| ЗАДАНИЕ A |
Перепишите целиком приведенный ниже фрагмент о показаниях капитана Ивана Ушакова, не изменяя в нем ни одного знака.

| ИСХОДНЫЙ ДОКУМЕНТ |
· · ·

Отголоски реальных исторических событий обнаруживаются и в показаниях капитана Ивана Ушакова в Тайной канцелярии в 1742 году (см. приложение). По-видимому, с детства страдавший временными помутнениями рассудка, Иван очень почитал Петра I (ребенком плакал при известии о его смерти, а после, уже взрослый, рыдал у его гроба в Петропавловском соборе) и считал себя женихом императрицы Елизаветы Петровны. Он упоминает В. Л. Долгорукого и А. И. Румянцева, якобы признавших его, Ушакова, величие, называет своим злым гением С. А. Салтыкова и описывает свою решающую роль во взятии под командованием фельдмаршала П. Ласси Азова в 1736 году, в частности приписывая себе заслугу подрыва порохового погреба, действительно предшествовавшего штурму. При этом вполне достоверным выглядит его рассказ о встрече с императрицей Анной Иоанновной:
А как, де, он, Ушаков, из Санкт-Питербурха приехал в Москву и пришел во дворец, и в то время государыня императрица Анна Иоанновна шла из дворца к обедне, и как он, Ушаков, подошед к руке, то обер-камергер Бирон, увидя ево, закричал на него, Ушакова: что он, щенок, суетца! И государыня императрица Анна Иоанновна, увидя ево, что на нем шпага, спрашивала ево, что он дворянин, или нет. И он, Ушаков, сказал, что он дворянин Ушаков, и она, государыня, пожаловала ему руку. Тогда оной Бирон застрясся весьма и пошел от него прочь[306].

· · ·

| ИСХОДНЫЕ СТРОКИ |
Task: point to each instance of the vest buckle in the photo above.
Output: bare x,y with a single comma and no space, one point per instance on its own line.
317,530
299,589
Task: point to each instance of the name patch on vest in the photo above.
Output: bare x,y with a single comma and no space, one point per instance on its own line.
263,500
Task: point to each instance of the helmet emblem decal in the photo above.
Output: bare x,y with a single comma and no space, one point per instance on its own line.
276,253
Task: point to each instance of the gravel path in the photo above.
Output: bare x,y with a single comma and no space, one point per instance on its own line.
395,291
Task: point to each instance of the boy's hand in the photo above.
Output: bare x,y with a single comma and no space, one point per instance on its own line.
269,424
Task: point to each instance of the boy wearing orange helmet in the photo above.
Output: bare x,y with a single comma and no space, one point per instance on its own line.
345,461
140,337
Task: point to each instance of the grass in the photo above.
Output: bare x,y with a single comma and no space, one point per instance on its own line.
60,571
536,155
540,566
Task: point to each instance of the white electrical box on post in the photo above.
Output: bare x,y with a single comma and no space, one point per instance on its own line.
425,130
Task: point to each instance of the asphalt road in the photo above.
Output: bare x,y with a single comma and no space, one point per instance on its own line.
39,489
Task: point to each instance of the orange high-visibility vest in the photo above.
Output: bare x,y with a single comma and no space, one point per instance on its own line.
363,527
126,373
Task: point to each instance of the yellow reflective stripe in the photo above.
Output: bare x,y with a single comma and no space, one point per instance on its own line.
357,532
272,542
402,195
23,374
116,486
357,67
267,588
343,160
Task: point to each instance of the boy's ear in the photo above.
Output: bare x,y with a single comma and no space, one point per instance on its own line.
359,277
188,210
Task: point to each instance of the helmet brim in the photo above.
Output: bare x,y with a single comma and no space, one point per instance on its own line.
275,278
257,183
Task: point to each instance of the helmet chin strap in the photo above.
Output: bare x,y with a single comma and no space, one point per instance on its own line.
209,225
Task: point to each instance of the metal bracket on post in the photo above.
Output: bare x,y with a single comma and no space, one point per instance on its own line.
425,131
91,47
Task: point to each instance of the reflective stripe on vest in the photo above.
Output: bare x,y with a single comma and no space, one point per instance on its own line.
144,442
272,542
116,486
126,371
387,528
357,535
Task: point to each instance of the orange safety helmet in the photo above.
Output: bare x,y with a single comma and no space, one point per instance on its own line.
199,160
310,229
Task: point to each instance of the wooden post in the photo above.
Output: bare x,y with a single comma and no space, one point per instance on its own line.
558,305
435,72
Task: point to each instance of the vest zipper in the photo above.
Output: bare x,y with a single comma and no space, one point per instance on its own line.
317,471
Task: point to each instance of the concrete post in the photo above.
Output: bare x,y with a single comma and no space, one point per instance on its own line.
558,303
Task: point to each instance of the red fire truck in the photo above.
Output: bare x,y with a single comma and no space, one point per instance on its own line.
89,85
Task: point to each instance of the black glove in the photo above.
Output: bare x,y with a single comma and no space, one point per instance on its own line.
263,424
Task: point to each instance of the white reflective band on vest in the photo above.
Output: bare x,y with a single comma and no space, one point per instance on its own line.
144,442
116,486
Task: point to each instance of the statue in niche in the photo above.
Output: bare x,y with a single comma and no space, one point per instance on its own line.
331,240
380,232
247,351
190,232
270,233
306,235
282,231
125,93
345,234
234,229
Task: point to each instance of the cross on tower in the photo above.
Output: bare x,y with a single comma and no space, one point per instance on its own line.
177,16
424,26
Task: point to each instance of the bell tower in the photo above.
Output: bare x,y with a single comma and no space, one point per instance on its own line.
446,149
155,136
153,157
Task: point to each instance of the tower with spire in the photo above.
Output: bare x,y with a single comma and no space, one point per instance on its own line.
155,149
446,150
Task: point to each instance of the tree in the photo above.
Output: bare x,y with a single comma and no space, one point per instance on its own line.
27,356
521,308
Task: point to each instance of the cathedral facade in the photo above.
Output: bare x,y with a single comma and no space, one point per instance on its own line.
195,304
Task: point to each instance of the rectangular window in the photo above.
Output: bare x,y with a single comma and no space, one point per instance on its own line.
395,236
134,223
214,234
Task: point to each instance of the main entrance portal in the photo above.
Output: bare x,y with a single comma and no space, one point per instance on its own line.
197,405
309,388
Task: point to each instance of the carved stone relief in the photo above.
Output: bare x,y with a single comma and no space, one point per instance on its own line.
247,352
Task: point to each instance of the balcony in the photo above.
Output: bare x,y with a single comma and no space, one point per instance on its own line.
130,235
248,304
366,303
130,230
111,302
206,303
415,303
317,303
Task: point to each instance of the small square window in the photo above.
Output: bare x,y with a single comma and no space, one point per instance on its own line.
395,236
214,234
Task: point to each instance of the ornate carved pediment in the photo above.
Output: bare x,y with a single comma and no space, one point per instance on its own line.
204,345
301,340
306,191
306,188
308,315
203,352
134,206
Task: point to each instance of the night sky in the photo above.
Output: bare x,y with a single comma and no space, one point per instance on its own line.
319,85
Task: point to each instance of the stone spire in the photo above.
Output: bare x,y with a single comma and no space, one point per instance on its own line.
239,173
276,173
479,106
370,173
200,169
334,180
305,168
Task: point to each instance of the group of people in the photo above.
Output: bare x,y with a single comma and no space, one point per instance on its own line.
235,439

· · ·

| ЗАДАНИЕ B |
Укажите, сколько строк выше содержат слово «stone». В ответе должно быть только число.

| ПРАВИЛЬНЫЙ ОТВЕТ A |
Отголоски реальных исторических событий обнаруживаются и в показаниях капитана Ивана Ушакова в Тайной канцелярии в 1742 году (см. приложение). По-видимому, с детства страдавший временными помутнениями рассудка, Иван очень почитал Петра I (ребенком плакал при известии о его смерти, а после, уже взрослый, рыдал у его гроба в Петропавловском соборе) и считал себя женихом императрицы Елизаветы Петровны. Он упоминает В. Л. Долгорукого и А. И. Румянцева, якобы признавших его, Ушакова, величие, называет своим злым гением С. А. Салтыкова и описывает свою решающую роль во взятии под командованием фельдмаршала П. Ласси Азова в 1736 году, в частности приписывая себе заслугу подрыва порохового погреба, действительно предшествовавшего штурму. При этом вполне достоверным выглядит его рассказ о встрече с императрицей Анной Иоанновной:
А как, де, он, Ушаков, из Санкт-Питербурха приехал в Москву и пришел во дворец, и в то время государыня императрица Анна Иоанновна шла из дворца к обедне, и как он, Ушаков, подошед к руке, то обер-камергер Бирон, увидя ево, закричал на него, Ушакова: что он, щенок, суетца! И государыня императрица Анна Иоанновна, увидя ево, что на нем шпага, спрашивала ево, что он дворянин, или нет. И он, Ушаков, сказал, что он дворянин Ушаков, и она, государыня, пожаловала ему руку. Тогда оной Бирон застрясся весьма и пошел от него прочь[306].

| ПРАВИЛЬНЫЙ ОТВЕТ B |
2